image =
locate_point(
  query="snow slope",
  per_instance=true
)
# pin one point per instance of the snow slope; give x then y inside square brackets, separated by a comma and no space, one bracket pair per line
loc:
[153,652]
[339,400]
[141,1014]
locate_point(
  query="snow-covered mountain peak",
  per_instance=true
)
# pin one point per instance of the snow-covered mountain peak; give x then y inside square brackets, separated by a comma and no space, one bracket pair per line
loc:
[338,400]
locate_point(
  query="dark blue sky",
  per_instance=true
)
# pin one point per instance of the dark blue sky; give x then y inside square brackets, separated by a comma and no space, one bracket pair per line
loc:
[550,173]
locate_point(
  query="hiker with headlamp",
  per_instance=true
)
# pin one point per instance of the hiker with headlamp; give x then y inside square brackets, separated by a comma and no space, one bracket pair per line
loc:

--

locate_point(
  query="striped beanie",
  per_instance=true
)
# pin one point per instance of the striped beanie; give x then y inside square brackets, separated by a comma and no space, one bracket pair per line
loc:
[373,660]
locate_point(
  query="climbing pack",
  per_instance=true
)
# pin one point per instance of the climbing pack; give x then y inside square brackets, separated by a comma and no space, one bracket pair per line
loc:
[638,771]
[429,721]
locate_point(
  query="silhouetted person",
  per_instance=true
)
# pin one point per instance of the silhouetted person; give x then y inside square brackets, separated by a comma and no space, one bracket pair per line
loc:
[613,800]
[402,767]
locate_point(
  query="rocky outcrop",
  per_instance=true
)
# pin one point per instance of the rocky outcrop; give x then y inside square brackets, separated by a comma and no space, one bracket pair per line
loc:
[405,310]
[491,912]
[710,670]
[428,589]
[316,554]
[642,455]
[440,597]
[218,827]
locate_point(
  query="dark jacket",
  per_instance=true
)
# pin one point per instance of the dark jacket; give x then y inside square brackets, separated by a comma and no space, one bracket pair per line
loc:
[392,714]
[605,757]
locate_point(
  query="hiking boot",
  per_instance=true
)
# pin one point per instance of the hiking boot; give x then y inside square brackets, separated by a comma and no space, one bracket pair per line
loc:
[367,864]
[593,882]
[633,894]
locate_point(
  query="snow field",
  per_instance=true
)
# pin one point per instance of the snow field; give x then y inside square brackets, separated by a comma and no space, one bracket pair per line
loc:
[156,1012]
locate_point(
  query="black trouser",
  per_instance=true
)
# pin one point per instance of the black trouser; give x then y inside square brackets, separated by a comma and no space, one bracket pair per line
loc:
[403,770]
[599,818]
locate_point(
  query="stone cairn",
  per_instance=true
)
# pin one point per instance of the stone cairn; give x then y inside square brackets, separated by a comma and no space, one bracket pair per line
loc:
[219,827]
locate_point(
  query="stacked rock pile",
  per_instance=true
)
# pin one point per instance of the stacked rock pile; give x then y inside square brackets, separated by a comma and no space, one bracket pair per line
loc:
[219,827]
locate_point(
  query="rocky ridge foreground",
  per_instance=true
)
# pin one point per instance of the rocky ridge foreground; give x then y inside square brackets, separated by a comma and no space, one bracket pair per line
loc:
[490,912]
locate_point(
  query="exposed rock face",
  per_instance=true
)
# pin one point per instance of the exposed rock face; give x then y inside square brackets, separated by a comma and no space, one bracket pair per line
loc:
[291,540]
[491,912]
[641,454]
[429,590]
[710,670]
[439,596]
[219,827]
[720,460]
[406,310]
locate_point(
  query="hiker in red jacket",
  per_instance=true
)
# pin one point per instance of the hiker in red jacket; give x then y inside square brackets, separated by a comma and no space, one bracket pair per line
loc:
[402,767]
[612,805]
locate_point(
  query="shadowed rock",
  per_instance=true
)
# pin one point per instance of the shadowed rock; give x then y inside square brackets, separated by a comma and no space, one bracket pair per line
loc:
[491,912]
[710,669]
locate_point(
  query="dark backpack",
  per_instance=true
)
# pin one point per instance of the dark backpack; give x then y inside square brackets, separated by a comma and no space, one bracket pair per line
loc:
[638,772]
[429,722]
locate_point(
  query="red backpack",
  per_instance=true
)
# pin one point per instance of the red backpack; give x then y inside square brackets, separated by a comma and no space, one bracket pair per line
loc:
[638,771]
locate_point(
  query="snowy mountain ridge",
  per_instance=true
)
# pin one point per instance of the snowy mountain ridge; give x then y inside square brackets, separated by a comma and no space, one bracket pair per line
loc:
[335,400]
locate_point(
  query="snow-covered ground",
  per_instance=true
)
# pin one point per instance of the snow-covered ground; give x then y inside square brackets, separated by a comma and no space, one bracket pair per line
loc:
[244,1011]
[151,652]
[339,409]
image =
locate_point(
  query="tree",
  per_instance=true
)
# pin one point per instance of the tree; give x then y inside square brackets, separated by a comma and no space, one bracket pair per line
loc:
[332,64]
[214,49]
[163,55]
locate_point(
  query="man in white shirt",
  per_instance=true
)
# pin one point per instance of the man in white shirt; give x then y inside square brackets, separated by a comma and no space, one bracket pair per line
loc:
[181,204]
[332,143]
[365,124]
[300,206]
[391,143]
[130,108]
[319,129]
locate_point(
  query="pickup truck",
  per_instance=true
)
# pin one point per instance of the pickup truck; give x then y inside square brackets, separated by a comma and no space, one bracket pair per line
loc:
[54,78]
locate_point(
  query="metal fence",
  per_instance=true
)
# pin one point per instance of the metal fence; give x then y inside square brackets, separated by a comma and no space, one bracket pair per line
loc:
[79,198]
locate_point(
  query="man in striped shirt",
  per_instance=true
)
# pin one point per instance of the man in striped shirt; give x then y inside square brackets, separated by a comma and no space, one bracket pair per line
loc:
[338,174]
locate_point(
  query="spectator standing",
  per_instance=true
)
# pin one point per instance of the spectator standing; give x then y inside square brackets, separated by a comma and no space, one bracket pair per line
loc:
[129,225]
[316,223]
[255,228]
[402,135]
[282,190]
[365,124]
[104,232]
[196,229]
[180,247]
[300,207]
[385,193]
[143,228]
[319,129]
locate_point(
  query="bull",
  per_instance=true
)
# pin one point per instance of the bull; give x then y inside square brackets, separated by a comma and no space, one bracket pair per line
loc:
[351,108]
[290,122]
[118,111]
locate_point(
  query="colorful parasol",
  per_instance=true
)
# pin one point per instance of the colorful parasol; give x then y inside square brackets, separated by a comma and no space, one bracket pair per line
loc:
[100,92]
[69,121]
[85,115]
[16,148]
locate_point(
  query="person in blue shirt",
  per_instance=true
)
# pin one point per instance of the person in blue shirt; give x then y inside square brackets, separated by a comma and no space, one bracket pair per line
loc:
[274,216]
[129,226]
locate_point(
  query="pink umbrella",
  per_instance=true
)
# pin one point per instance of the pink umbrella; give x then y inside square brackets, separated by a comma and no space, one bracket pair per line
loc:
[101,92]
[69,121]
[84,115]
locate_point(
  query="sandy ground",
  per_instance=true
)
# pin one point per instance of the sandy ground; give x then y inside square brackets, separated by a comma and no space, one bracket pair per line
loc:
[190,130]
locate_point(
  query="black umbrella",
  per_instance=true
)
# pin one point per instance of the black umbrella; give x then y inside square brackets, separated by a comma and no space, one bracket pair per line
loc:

#### GIVEN INSTRUCTION
Find every line in the rows above that contains the string "pickup", and copy each such line in full.

#### RESPONSE
  query="pickup truck",
# pin one point per instance of the pickup truck; give x then y inside square brackets, separated by a comma and no space, one bracket pair per line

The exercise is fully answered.